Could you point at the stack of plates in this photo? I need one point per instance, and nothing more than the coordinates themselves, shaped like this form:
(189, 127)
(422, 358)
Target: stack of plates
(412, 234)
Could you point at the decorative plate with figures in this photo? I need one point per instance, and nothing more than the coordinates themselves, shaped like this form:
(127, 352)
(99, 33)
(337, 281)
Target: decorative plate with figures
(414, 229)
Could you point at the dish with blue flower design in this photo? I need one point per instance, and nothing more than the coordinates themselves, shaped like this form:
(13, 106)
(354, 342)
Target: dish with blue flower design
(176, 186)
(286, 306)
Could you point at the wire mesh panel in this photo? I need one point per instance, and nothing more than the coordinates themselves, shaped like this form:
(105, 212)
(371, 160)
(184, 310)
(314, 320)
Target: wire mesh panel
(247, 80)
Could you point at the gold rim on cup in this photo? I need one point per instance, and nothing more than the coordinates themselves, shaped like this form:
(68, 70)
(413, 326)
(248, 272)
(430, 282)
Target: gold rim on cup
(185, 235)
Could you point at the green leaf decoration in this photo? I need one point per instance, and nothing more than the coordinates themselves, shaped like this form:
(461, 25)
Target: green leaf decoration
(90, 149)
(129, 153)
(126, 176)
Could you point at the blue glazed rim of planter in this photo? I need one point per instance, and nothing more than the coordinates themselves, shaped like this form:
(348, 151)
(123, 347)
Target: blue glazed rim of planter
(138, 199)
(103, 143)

━━━━━━

**Aim:**
Could you copy out all of the entries above again, word for word and line for line, from the first to the last?

**Result of the task:**
Could you point at the stack of plates in this photo? I need one point per instance, and nothing more than the coordinates themselves, shaped like this form:
(189, 127)
(422, 358)
Target: stack of plates
(412, 234)
Could you point at the decorative plate with figures in this photo? I need one point per instance, and nothing more than the coordinates themselves, shaped like this form:
(127, 352)
(99, 33)
(337, 281)
Target: decorative plate with figures
(414, 229)
Could you point at the dish with blue flower design in this photo? I need one point per instance, and nothing more than the coordinates themselves, shaped like this form:
(13, 106)
(354, 342)
Target: dish with blue flower design
(176, 186)
(286, 306)
Could you point at the wire mesh panel in this photo? I need one point per instance, and nothing more than the coordinates themselves, shaped like this form:
(105, 212)
(371, 160)
(184, 310)
(314, 320)
Target: wire mesh panel
(247, 80)
Could you point at the gold rim on cup in this photo? I need one point per instance, and nothing more than the coordinates themselves, shaped like this form:
(68, 70)
(413, 326)
(248, 272)
(430, 282)
Target: gold rim on cup
(185, 235)
Could you point at the green leaf decoration in this photo? I need one point per instance, and nothing more than the coordinates themselves, shaped like this form:
(461, 25)
Target: green leaf decoration
(90, 149)
(129, 153)
(126, 176)
Could you point at the blue glazed rim of planter in this photo? I need one point per instance, and nothing more than the coordinates themselves, shaped like this form:
(348, 151)
(123, 347)
Target: blue glazed rim of planter
(138, 199)
(103, 143)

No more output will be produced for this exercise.